INFORMATION SHOWN:
* * *
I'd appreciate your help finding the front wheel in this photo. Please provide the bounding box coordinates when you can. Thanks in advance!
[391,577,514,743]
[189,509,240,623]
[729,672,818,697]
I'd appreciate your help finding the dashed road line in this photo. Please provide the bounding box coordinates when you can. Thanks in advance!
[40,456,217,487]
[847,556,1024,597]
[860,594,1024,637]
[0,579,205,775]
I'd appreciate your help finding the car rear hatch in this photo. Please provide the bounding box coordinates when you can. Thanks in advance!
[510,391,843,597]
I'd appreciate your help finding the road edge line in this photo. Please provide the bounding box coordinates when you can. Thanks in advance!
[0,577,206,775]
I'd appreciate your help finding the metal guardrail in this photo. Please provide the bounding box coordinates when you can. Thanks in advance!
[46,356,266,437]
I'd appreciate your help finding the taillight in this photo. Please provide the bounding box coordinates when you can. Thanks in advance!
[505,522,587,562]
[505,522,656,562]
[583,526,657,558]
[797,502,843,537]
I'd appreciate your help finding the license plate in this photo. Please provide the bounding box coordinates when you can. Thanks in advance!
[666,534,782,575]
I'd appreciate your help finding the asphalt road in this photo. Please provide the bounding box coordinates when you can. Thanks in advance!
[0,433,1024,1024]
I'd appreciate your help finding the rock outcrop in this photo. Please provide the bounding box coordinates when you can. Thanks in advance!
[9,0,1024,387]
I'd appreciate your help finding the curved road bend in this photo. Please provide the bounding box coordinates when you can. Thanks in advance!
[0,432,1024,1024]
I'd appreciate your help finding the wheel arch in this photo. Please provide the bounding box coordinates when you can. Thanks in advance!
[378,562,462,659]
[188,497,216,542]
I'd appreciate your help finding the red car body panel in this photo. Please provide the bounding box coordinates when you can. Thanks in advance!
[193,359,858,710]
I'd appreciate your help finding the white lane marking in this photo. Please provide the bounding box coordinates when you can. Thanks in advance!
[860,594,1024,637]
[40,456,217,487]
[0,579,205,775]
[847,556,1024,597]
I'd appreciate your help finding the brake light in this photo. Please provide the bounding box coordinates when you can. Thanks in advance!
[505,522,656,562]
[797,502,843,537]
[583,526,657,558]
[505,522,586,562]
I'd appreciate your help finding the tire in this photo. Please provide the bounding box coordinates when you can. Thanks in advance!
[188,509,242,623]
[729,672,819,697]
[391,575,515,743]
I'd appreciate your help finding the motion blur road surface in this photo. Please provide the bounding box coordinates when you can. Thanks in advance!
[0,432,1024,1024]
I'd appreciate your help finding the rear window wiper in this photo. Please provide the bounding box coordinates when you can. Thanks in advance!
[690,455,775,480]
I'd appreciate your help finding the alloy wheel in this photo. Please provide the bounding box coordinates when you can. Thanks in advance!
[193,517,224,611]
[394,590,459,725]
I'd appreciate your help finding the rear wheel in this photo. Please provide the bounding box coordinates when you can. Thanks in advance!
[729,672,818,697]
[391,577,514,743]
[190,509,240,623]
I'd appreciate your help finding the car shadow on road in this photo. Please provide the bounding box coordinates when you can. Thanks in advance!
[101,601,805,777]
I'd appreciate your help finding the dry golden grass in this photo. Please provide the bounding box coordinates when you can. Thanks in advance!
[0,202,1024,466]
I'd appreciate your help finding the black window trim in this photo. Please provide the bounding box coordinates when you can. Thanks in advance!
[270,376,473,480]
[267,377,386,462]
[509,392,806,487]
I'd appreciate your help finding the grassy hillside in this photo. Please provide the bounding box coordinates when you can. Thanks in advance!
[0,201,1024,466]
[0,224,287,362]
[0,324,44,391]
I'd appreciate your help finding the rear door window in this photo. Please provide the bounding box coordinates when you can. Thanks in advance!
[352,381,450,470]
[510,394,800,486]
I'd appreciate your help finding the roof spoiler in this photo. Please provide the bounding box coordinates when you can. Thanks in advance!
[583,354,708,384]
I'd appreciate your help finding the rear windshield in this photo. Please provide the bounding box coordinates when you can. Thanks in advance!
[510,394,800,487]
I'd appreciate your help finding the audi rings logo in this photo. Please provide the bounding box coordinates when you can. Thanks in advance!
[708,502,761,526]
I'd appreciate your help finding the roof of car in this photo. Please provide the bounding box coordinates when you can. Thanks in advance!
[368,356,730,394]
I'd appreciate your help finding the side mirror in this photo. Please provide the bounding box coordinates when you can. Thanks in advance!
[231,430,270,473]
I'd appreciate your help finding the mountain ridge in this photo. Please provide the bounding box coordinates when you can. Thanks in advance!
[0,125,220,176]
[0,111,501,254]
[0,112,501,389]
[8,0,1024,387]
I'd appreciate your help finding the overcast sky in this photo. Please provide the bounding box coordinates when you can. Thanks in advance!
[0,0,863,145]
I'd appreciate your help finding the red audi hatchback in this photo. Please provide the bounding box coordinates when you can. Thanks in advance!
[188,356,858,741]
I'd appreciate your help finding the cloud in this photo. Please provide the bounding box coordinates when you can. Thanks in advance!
* * *
PROBLEM TO WORK ON:
Copy out every line of the material above, unchanged and in the same order.

CORRECT RESULT:
I'd appreciate your help finding the front wheel in this photo. Please provide the bounding box coordinates when you can. Thanks in advance!
[391,577,514,743]
[189,509,240,623]
[729,672,818,697]
I'd appreciate your help finding the dashed road line in this photo. Please provide the bounding box coordinates when you can. Thanks in advance!
[40,456,217,487]
[847,556,1024,597]
[860,594,1024,637]
[0,579,205,775]
I'd appreciate your help finding the car rear hatch in this photo. Please provide the bounding box coordinates when you can. Thanks in advance!
[510,391,843,597]
I'd appreciate your help finding the road edge line in this photo. Please provide the bounding box coordinates when you can. Thanks in advance!
[0,577,206,775]
I'd appreciate your help finding the metal guardrail in this photo. Please provide the bounding box coordinates when you can. Thanks in advance!
[46,356,266,437]
I'd appreciate your help finding the taillight in this photo. Please provide the bounding box coordinates when you can. Thanks in advance!
[505,522,587,562]
[505,522,656,562]
[583,526,657,558]
[797,502,843,537]
I'd appreciate your help finding the license plate in this photo. Please provide the bounding box coordinates when you can. Thanks in advance!
[666,534,782,575]
I'd appreciate your help finding the asphalt road in this photo. Please provide the bounding box coordinates when you can. Thanks in advance!
[0,433,1024,1024]
I'd appreciate your help finding the rock outcrop in this photo. Please provide the bounding box coordinates when you can. Thanks in advance!
[9,0,1024,387]
I'd appreciate your help finding the curved road bend in this photo. Please provide the bounding box coordinates when you can. Thanks in advance!
[0,432,1024,1024]
I'd appreciate your help finding the wheel arch in this photo. Please provide the bounding box coordinates when you can. Thanks in advance!
[378,562,462,659]
[188,497,216,542]
I'd appreciate your help finding the red car body panel in this photo. Please provide the bounding box coordinates when you can. Thanks in advance!
[193,359,858,710]
I'd appreciate your help finding the white lane marking in this photo. Please provide the bounding box coordinates when you can. Thanks in advance!
[860,594,1024,637]
[40,456,217,487]
[0,579,205,775]
[847,556,1024,597]
I'd appreciate your help finding the brake light in this photo. Please provide the bounding box coordinates when you can. Thanks in advance!
[505,522,656,562]
[797,502,843,537]
[583,526,657,558]
[505,522,586,562]
I'd appreciate your help finding the tire in this photo. Please provide the bounding box coordinates when you can. Thanks in advance!
[188,509,242,623]
[729,672,819,697]
[391,575,515,743]
I'd appreciate your help finding the motion blur road surface in this photo. Please provide the bounding box coordinates when you can. Thanks in advance!
[0,432,1024,1024]
I'd appreciate your help finding the rear window wiper in this photo. Please provide the bounding box coordinates when you can. Thanks in advance!
[690,455,775,480]
I'd appreciate your help finding the alloy wheel in this photo. Please provide the bounding box coordinates when you can. Thanks in advance!
[193,517,224,611]
[394,590,459,725]
I'd appreciate your help finding the rear wheel in this photo. Please provide the bounding box coordinates when you can. Thanks in advance!
[729,672,818,697]
[391,577,514,743]
[190,509,240,623]
I'd appreciate your help finding the car shadow on road in this photo. Please provide the bounding box coordinates when you can. Thanks in advance!
[101,601,805,777]
I'd appreciate your help finding the dry golden grass in this photo. Please provide the bounding box coordinates when you can. Thanks in advance!
[0,202,1024,466]
I'd appreciate your help finding the black window trim in this photo. Please provide the bounding box coordinates when you can. Thanks in advance!
[270,376,473,480]
[267,377,386,462]
[509,392,806,487]
I'd appreciate your help finding the grassy hillside in this photo. Please provide the bounding box coordinates when you can. Thanks in advance!
[0,201,1024,466]
[0,224,287,362]
[0,324,44,391]
I'd appreciate your help finding the rear door window in this photo. Please provide the bounding box coordinates when you can. Thanks in advance!
[352,381,450,470]
[510,394,800,486]
I'd appreciate your help finding the roof spoiler in this photo. Please provide the bounding box coordinates when you can. Thanks in advance!
[583,354,708,384]
I'd appreciate your help finding the rear windshield in this photo. Please provide the bounding box coordinates when you can. Thanks in advance!
[510,394,800,487]
I'd appreciate your help finding the audi rings logo in this photo. Please provide the bounding box coordinates when you can. Thanks in advance!
[708,502,761,526]
I'd appreciate your help finding the roof of car in this photo. Please provide the bounding box coordinates when you can. Thanks in advance!
[368,356,730,394]
I'd appreciate your help finding the side mirror in this photo. Please provide the bounding box coordinates when you can. Thanks in advance!
[231,430,270,473]
I'd appreciate your help finding the mountain ridge in this photo. Please provide the bounding box coordinates when you can. Thanks in advance!
[0,125,220,176]
[0,111,501,254]
[0,112,501,389]
[8,0,1024,387]
I'd appreciate your help finding the overcast sky in this photo. Please provide the bounding box coordinates when you can. Thanks in advance!
[0,0,863,145]
I'd appreciate your help finding the red audi hatchback in this photo. Please provide the bounding box coordinates when you can. Thanks in advance!
[188,356,858,741]
I'd appreciate your help finding the cloud in this photo. Please provide the bounding box coordinates when you can. Thanks in advance!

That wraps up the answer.